_AIM OF THE EXERCISE:_ Tally the lines in the entries below that contain the word "plank". How many are there? Reply with the number alone.

[Data items]
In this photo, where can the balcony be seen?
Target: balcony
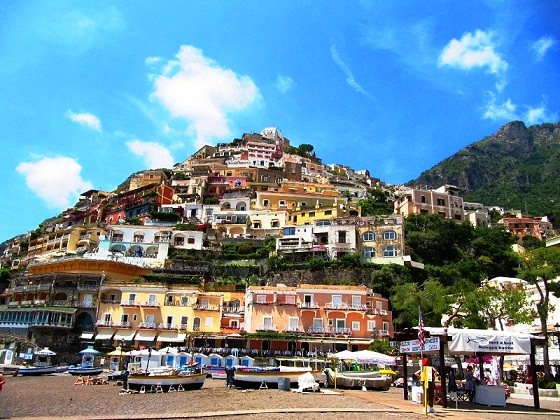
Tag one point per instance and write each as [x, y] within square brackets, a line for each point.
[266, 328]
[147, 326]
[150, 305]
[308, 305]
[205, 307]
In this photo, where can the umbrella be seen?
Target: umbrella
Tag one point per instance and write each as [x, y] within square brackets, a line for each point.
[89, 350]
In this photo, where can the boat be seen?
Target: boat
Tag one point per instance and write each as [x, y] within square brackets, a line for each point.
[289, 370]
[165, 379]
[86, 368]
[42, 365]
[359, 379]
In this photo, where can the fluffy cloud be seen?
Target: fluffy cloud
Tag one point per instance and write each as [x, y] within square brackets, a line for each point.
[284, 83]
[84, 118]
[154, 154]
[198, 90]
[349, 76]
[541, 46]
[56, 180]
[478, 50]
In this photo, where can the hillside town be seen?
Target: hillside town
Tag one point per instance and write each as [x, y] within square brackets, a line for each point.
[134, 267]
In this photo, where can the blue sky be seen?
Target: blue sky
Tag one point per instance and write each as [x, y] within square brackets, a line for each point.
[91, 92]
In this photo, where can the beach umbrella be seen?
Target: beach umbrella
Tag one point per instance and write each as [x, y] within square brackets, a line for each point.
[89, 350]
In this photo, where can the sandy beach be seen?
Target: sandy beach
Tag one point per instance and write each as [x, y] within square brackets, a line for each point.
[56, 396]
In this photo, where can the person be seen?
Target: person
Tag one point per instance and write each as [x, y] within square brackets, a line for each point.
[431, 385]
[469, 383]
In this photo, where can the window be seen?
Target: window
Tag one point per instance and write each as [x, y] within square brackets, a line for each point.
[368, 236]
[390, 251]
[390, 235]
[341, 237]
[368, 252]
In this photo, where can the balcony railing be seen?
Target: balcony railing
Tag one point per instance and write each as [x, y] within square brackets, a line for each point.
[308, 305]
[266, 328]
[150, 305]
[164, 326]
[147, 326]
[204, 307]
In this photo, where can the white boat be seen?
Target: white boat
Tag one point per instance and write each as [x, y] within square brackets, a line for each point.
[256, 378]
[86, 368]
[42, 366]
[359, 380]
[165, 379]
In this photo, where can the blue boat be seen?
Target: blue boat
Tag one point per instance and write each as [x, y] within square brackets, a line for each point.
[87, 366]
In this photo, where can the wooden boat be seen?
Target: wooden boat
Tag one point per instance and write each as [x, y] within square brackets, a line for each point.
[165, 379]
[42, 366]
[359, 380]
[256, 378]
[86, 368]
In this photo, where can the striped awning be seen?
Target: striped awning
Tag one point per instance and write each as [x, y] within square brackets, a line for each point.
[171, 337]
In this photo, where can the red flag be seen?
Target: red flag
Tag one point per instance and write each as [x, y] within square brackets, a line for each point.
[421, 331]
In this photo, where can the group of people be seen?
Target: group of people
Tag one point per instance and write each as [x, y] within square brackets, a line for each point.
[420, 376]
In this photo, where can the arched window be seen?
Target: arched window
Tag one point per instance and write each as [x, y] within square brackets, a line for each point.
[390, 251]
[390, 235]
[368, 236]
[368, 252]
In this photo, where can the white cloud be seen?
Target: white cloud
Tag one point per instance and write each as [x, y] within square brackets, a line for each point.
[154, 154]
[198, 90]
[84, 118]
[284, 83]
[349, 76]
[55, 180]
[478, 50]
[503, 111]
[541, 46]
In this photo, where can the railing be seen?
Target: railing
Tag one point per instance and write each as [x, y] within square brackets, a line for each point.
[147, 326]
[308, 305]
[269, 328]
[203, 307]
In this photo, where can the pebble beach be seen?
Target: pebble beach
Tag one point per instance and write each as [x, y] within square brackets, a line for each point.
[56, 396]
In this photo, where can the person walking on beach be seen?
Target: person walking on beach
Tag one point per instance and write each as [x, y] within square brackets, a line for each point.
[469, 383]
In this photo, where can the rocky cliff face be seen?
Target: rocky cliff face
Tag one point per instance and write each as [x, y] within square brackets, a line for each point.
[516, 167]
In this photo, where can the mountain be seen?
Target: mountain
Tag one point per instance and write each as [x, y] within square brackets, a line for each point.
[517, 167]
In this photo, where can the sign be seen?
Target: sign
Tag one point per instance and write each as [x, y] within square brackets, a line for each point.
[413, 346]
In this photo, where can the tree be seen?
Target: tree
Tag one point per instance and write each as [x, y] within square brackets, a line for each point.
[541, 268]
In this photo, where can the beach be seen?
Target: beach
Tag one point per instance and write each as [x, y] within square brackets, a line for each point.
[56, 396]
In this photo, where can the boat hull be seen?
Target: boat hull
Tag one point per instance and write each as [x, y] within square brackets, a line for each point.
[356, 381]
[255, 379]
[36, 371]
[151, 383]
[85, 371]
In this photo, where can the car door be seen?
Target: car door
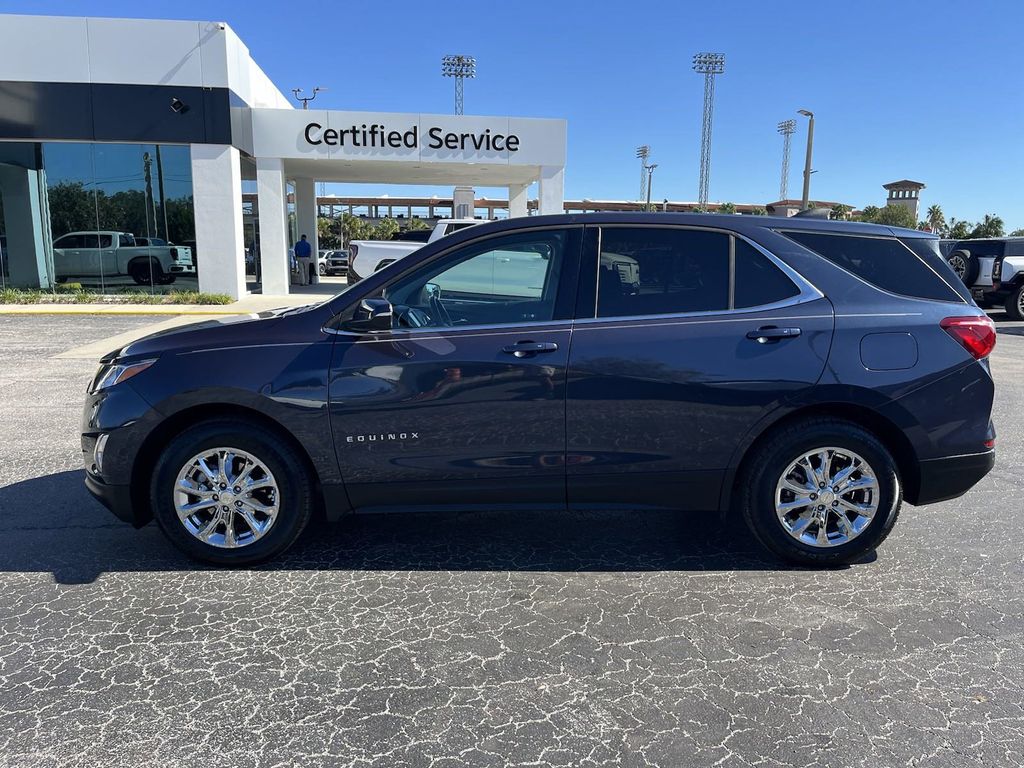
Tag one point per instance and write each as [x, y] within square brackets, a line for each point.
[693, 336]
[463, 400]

---

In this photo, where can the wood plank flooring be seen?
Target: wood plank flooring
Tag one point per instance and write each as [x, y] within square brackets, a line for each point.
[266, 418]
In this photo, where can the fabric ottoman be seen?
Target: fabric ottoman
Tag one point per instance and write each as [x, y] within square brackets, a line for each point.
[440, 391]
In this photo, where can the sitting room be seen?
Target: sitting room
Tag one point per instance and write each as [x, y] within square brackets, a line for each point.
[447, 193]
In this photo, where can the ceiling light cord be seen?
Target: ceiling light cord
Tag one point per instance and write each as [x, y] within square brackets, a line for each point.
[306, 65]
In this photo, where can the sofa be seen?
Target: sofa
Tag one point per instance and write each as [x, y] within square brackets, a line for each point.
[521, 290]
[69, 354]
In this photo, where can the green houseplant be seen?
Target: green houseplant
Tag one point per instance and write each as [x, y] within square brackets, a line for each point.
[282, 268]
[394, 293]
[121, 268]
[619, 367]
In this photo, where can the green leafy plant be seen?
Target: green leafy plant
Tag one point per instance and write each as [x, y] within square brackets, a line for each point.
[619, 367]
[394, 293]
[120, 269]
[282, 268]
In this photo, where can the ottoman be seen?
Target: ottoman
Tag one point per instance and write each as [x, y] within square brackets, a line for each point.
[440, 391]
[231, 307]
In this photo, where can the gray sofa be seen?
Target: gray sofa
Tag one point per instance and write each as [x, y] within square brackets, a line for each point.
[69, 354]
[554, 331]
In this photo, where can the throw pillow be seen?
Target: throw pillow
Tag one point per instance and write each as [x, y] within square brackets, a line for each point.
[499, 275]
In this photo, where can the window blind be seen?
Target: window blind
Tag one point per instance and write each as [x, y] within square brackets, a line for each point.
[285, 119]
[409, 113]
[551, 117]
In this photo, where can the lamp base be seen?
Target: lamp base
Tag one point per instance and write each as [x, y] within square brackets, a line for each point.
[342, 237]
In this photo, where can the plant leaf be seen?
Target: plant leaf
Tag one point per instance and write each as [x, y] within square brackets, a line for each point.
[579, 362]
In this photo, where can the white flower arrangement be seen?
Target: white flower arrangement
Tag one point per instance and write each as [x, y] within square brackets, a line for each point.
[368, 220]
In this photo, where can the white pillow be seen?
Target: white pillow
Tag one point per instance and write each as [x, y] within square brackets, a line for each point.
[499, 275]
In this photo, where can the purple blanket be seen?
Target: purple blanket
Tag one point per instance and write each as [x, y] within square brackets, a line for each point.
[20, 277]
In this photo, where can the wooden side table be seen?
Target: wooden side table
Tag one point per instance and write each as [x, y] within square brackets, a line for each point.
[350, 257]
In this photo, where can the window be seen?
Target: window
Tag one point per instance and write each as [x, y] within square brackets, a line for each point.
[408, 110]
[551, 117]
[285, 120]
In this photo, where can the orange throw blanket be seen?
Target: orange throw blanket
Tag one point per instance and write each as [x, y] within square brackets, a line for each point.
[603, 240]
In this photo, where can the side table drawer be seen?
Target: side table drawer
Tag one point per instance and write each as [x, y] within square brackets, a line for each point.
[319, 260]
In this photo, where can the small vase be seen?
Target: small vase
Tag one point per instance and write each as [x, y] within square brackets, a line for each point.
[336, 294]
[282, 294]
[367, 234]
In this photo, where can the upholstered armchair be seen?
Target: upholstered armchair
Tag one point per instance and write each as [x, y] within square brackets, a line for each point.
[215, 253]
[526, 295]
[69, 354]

==

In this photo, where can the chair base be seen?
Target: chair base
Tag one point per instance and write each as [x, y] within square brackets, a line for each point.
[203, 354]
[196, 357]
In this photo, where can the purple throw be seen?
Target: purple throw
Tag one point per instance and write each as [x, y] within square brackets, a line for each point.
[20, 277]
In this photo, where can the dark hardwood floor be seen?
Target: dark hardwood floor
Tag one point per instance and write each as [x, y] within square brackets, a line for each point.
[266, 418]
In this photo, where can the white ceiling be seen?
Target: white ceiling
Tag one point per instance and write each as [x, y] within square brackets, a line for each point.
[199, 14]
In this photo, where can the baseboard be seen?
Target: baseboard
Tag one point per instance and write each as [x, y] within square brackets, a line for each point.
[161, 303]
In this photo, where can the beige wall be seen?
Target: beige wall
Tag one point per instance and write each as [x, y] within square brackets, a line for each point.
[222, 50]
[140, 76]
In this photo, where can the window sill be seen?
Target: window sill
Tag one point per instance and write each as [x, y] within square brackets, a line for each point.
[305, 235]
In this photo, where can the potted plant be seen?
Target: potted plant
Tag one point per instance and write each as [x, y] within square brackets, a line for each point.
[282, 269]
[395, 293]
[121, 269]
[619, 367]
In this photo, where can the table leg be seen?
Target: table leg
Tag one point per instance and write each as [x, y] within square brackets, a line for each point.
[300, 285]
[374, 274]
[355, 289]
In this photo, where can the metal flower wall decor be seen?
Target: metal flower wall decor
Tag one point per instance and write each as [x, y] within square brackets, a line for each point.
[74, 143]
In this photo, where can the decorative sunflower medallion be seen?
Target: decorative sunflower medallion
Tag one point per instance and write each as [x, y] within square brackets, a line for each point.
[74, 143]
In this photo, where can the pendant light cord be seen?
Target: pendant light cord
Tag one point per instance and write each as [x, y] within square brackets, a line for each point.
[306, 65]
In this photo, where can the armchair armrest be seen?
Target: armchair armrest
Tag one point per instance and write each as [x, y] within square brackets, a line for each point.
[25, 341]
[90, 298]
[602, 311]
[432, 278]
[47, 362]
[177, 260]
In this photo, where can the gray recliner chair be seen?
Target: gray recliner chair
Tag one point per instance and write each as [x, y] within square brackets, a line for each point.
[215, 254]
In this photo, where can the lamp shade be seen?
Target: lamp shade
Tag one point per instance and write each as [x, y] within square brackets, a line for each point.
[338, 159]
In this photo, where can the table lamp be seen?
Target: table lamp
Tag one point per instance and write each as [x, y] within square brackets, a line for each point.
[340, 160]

_RESULT BELOW:_ 2